TASK DIRECTIONS » Summarize the passage on barefoot hoof care below in two sentences.

EXERCISE PASSAGE »
At Freedom Farm our unshod horses live in herds and are moving all the time as they interact with their herd mates. They are exposed to all types of material and terrain, causing more movement and stimulating circulation in the foot. It is not necessary to feed supplements to stimulate good hoof growth; nature provided the horse with hoof mechanism so as the foot wears through movement more hoof horn is produced to be keep up with the amount of wear. The more the hoof needs to grow, the more the horses own body will send effort to hoof growth, resulting in stronger hooves. Hoof care then becomes about hoof balance rather than trimming so the foot wares correctly and efficiently.

When I tell new visitors that all our horses work and live barefoot, they usually respond that their horse’s feet aren’t good enough to go without shoes. And the thought of having those shoes removed generally inspires great anxiety. But the process is fairly straightforward, and with care and time, the horse has much improved feet. We have special pens with rubber floors, and hoof boots to protect our transitioning horses, as well as any horse looking like they may need time to build hoof wall and strength.

Horses at Freedom Farm live, work and are actively participating in all our horsemanship programs well into their 30’s (and even 40’s!). If you look at what we do with our horses and what other people do with their horses, it is not that much different, riding-wise. We don’t have super horses, or special horses with awesome feet.  Really, the big difference is how our horses live.

I look forward to sharing more about barefoot hoof care in the future!

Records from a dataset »

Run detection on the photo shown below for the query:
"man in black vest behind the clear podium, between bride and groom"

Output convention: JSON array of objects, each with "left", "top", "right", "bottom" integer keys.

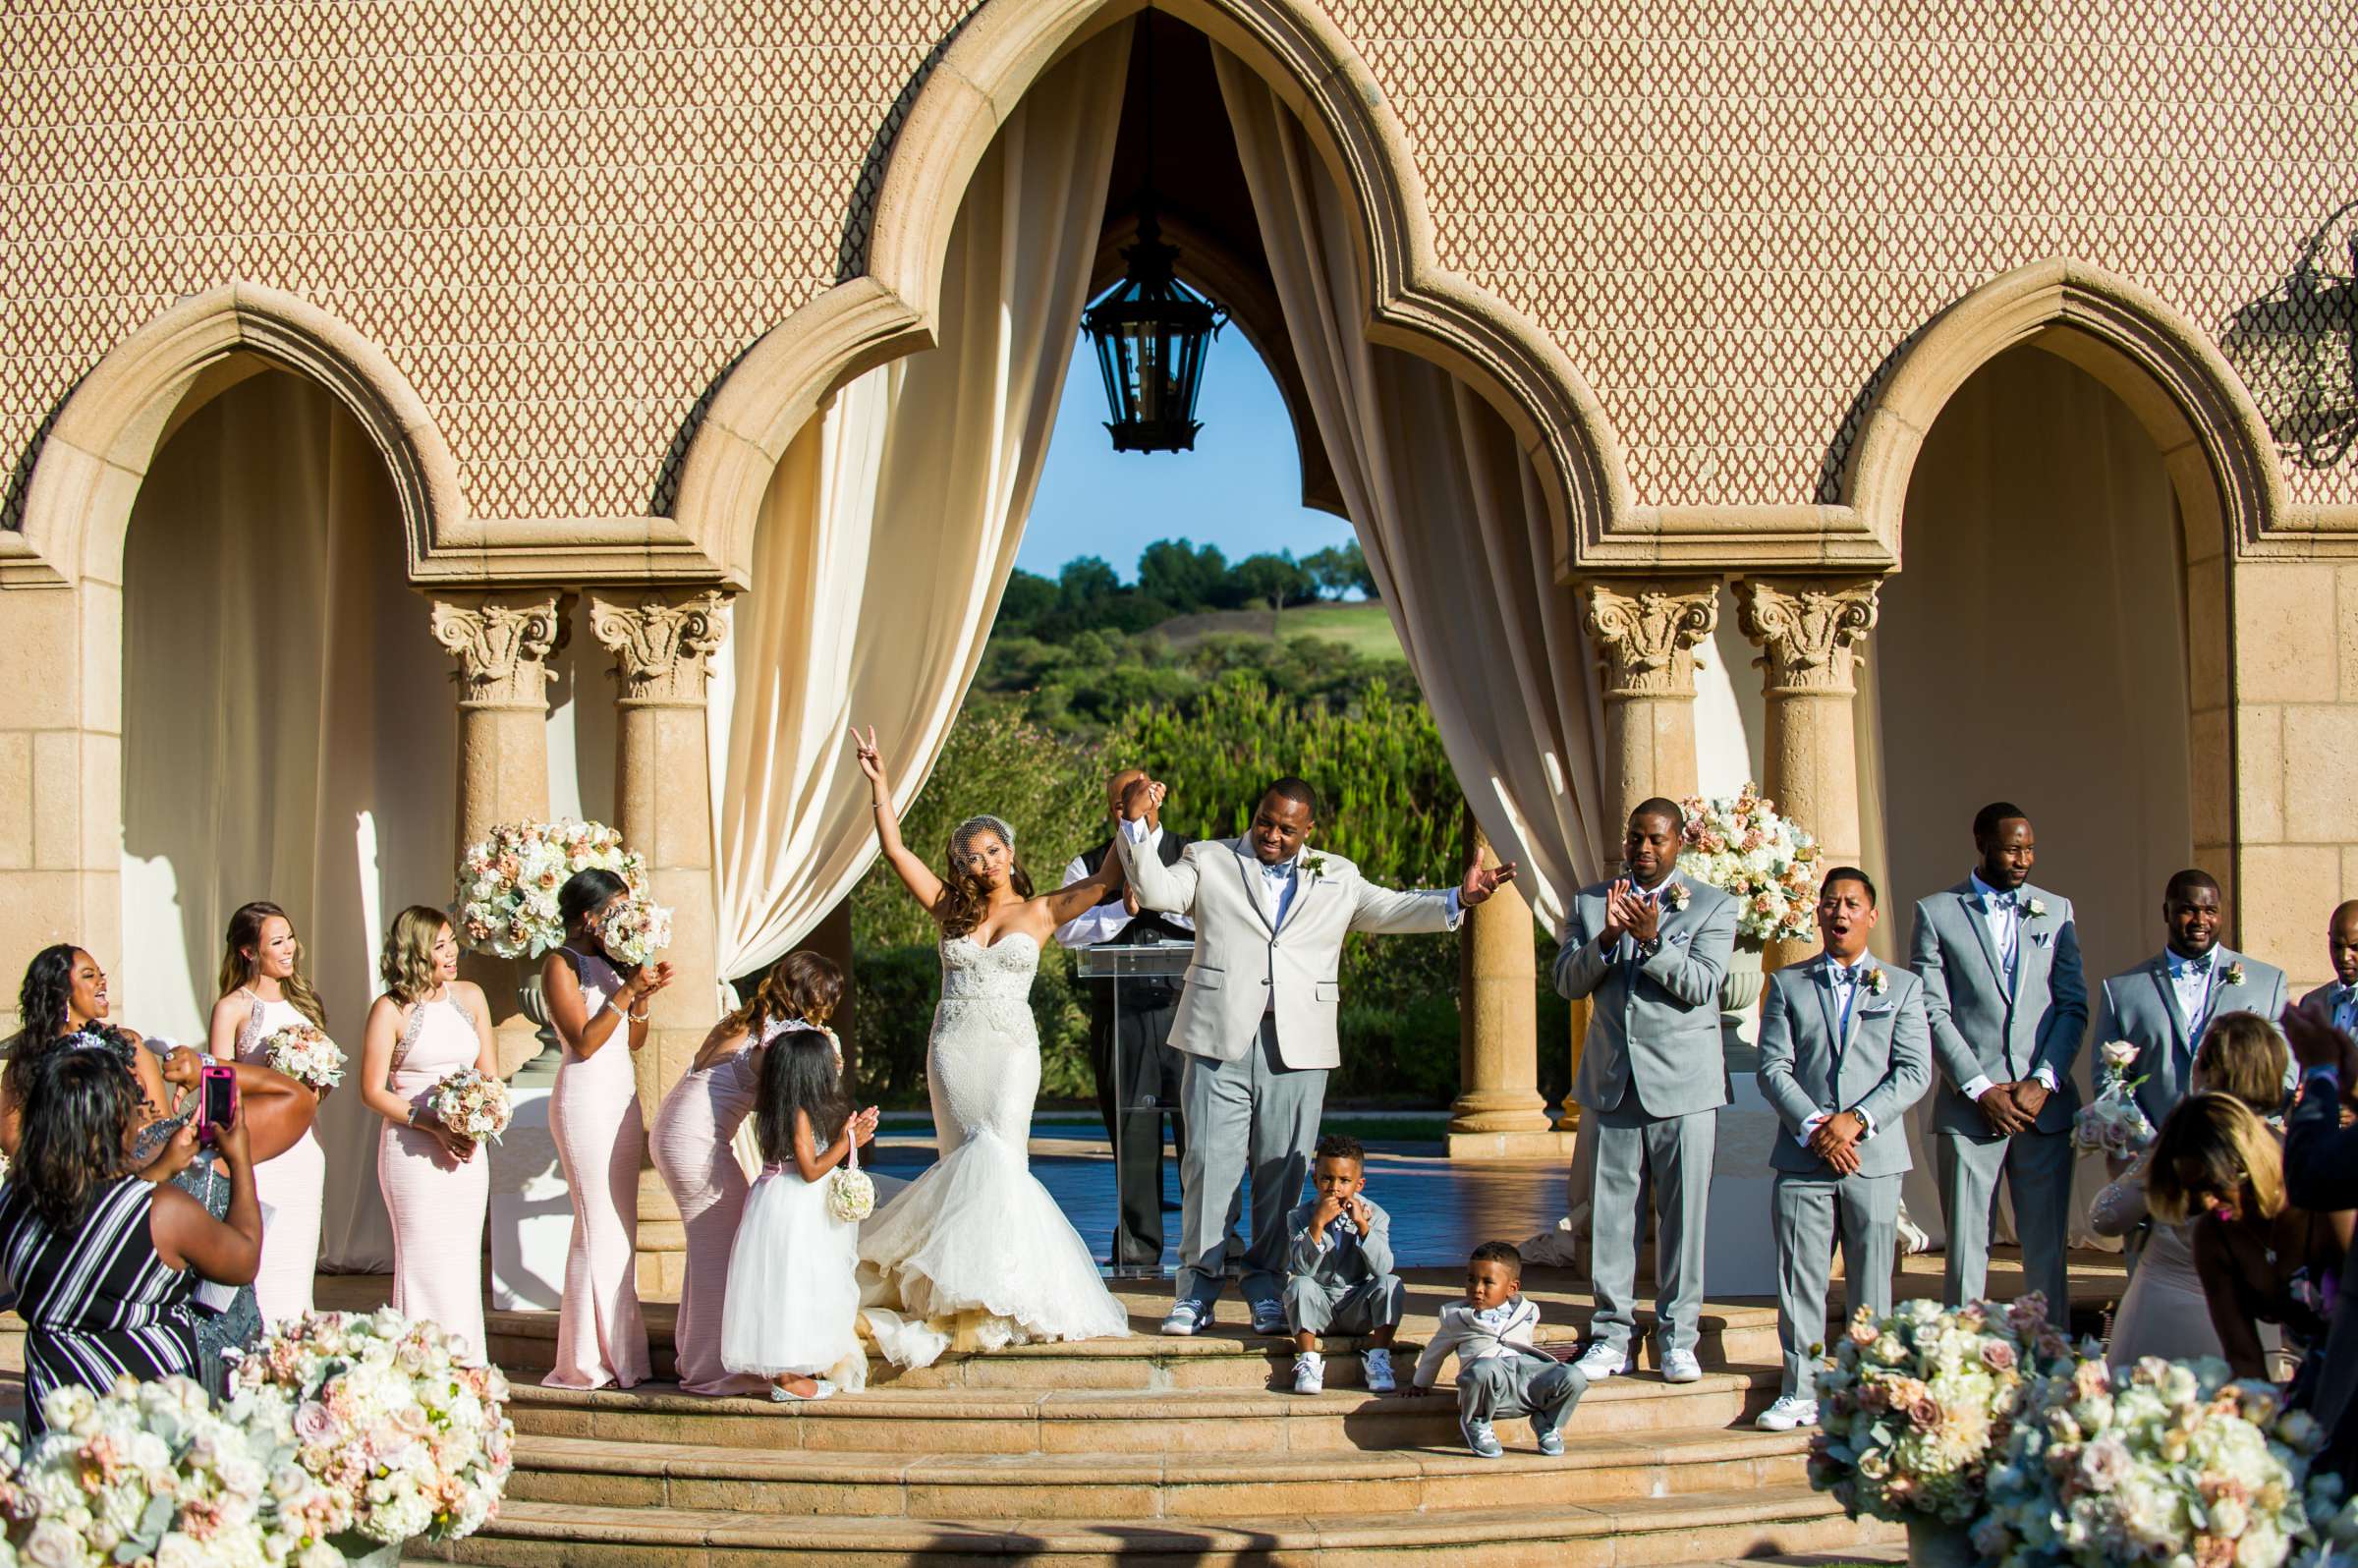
[{"left": 1056, "top": 768, "right": 1196, "bottom": 1268}]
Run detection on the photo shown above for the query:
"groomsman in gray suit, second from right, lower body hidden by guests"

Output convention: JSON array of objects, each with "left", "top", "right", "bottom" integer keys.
[{"left": 2097, "top": 870, "right": 2282, "bottom": 1127}]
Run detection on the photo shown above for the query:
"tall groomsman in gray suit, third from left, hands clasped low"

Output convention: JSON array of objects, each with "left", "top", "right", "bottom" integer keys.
[{"left": 1910, "top": 802, "right": 2087, "bottom": 1322}]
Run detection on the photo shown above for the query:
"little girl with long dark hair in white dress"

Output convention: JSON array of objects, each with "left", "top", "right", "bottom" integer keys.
[{"left": 721, "top": 1028, "right": 877, "bottom": 1398}]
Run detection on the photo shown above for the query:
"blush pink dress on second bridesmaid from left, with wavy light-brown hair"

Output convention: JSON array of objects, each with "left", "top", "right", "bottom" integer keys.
[{"left": 377, "top": 997, "right": 490, "bottom": 1358}]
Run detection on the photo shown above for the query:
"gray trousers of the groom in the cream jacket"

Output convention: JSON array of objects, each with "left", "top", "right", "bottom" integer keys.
[{"left": 1177, "top": 1014, "right": 1327, "bottom": 1302}]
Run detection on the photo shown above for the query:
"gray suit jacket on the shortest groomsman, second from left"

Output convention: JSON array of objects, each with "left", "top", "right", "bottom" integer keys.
[{"left": 1759, "top": 953, "right": 1932, "bottom": 1177}]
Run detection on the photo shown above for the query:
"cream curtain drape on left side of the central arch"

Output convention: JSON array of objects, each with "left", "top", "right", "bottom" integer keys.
[{"left": 712, "top": 22, "right": 1132, "bottom": 977}]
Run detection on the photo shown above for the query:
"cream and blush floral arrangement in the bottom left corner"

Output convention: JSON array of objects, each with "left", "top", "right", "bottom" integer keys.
[{"left": 0, "top": 1377, "right": 283, "bottom": 1568}]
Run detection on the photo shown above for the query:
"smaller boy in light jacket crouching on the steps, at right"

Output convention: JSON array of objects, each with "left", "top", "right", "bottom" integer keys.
[{"left": 1410, "top": 1240, "right": 1590, "bottom": 1460}]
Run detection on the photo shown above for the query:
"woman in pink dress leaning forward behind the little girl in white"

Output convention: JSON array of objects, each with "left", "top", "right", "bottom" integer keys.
[{"left": 650, "top": 953, "right": 844, "bottom": 1393}]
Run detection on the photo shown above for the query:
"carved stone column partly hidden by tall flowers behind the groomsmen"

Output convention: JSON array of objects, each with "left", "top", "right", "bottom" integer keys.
[{"left": 1556, "top": 578, "right": 1719, "bottom": 1130}]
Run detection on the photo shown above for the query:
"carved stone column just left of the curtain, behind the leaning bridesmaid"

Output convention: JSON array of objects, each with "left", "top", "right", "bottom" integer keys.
[{"left": 590, "top": 588, "right": 729, "bottom": 1297}]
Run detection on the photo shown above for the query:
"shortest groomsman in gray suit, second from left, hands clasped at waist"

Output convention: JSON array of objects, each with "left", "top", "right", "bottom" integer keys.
[{"left": 1759, "top": 866, "right": 1932, "bottom": 1431}]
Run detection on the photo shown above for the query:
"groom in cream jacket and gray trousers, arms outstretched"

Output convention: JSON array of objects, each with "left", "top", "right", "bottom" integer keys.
[{"left": 1113, "top": 778, "right": 1514, "bottom": 1334}]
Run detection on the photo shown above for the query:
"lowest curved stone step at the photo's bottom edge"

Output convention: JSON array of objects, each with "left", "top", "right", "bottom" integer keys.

RESULT FOR THIS TASK » At Freedom Farm, unshod horses live in herds and move constantly over varied terrain, which stimulates circulation in the foot and prompts the hoof to grow enough horn to keep up with wear, so supplements are unnecessary and hoof care centers on balance rather than trimming. The transition from shoes is fairly straightforward, with rubber-floored pens and hoof boots protecting horses as they build strength, and the horses remain active in the farm's programs into their 30s and even 40s because of how they live rather than because they have special feet.